* PROVIDED RECORDS *
- - -

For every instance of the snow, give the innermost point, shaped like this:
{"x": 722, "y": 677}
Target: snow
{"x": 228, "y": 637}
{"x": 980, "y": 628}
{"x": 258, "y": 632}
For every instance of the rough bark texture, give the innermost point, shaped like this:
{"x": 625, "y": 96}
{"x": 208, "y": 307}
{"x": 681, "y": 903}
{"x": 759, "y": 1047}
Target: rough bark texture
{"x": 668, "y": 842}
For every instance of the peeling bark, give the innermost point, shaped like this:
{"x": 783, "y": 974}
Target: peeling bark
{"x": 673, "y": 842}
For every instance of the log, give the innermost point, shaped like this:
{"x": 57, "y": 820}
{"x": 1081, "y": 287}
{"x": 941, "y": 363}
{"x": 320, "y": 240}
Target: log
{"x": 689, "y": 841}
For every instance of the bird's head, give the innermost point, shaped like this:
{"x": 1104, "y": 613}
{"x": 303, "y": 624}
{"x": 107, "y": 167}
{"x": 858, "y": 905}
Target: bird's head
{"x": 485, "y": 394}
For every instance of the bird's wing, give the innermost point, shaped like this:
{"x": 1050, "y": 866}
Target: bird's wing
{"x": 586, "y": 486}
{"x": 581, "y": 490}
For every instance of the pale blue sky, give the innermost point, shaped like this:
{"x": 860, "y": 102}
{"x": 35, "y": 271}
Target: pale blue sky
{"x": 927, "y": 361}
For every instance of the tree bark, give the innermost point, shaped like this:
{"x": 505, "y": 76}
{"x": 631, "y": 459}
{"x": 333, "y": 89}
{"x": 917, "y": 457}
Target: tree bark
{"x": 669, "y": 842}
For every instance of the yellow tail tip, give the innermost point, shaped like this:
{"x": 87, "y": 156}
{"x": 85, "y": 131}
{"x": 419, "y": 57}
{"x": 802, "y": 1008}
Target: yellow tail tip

- - -

* EXERCISE DIRECTIONS *
Return verbatim the lines above, starting with the line that contains "For every instance of the pale" and going on through the final line.

* EXPECTED OUTPUT *
For every instance of the pale blue sky, give the innermost point, shaped like this:
{"x": 860, "y": 102}
{"x": 35, "y": 271}
Target: pale blue sky
{"x": 927, "y": 361}
For every instance of the tree bark, give the innermost point, shaped like this:
{"x": 505, "y": 76}
{"x": 631, "y": 459}
{"x": 333, "y": 89}
{"x": 917, "y": 457}
Target: tree bark
{"x": 669, "y": 842}
For every instance of the yellow tail tip, give the innermost point, shaped like this:
{"x": 87, "y": 156}
{"x": 85, "y": 131}
{"x": 419, "y": 57}
{"x": 802, "y": 1008}
Target: yellow tail tip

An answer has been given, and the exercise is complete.